Reproduce the listing below with "Kindly provide" swapped for "Please give" everywhere, and keep all other text unchanged. Leave the pictures out of your answer.
— Start of Material supplied —
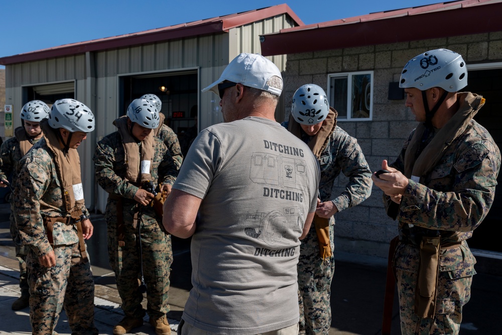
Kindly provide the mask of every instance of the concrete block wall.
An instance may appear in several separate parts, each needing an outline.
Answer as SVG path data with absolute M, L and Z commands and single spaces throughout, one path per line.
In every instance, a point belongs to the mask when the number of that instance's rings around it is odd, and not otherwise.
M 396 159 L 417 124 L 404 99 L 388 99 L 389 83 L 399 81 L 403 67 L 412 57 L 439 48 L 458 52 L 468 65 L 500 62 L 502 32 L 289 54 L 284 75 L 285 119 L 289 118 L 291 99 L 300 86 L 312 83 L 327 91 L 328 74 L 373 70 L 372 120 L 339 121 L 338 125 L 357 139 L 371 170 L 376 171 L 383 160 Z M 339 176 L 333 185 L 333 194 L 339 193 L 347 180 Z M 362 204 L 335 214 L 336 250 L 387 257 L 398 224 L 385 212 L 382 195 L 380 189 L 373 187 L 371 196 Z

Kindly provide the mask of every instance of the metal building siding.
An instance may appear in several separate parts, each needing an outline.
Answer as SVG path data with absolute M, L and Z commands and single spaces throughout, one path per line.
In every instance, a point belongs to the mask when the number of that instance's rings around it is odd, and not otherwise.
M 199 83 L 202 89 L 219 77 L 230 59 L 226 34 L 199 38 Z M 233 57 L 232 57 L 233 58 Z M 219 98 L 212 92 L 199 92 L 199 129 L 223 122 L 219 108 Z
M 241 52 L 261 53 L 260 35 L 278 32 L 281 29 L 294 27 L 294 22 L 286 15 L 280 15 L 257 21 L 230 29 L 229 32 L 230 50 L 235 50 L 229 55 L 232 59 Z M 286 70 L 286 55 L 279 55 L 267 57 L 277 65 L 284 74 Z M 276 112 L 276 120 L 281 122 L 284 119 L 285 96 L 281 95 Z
— End of Material supplied —
#### Solution for this problem:
Please give the mask of every instance of the concrete block wall.
An instance may appear in several separate parts, each needing an outline.
Answer as SVG path data with absolute M, L and Z commands and single spaces throughout, one path per line.
In every instance, a point belongs to the mask when the number of that instance's rings around it is odd, and not otherwise.
M 396 159 L 417 124 L 404 99 L 388 99 L 389 83 L 399 81 L 403 67 L 412 57 L 439 48 L 458 52 L 468 65 L 500 62 L 502 32 L 289 54 L 284 75 L 285 119 L 289 118 L 291 99 L 300 86 L 312 83 L 327 91 L 328 74 L 373 70 L 372 120 L 339 121 L 338 125 L 357 139 L 371 170 L 376 171 L 383 160 Z M 339 176 L 333 185 L 333 194 L 339 193 L 347 180 Z M 362 204 L 335 214 L 336 250 L 387 257 L 398 224 L 385 212 L 382 195 L 380 189 L 373 187 L 371 196 Z

Please give the mask of every instance of the metal building siding.
An instance may appear in several separate parts, each needing an outline.
Answer as SVG path data with absolute M, L and Z commands and single spaces throughout, one path per line.
In every instance, a point belongs to the mask when the number of that instance's rings around it is odd, and not otherwise.
M 199 83 L 202 89 L 219 77 L 230 59 L 226 34 L 199 38 Z M 233 57 L 232 57 L 233 58 Z M 219 98 L 212 92 L 199 92 L 199 129 L 223 122 L 219 108 Z
M 241 52 L 261 53 L 260 35 L 278 32 L 281 29 L 294 27 L 294 22 L 286 15 L 280 15 L 257 21 L 230 29 L 229 32 L 230 50 L 235 50 L 229 55 L 232 59 Z M 286 70 L 286 55 L 279 55 L 267 57 L 277 65 L 284 74 Z M 276 112 L 276 120 L 281 122 L 284 119 L 285 96 L 281 95 Z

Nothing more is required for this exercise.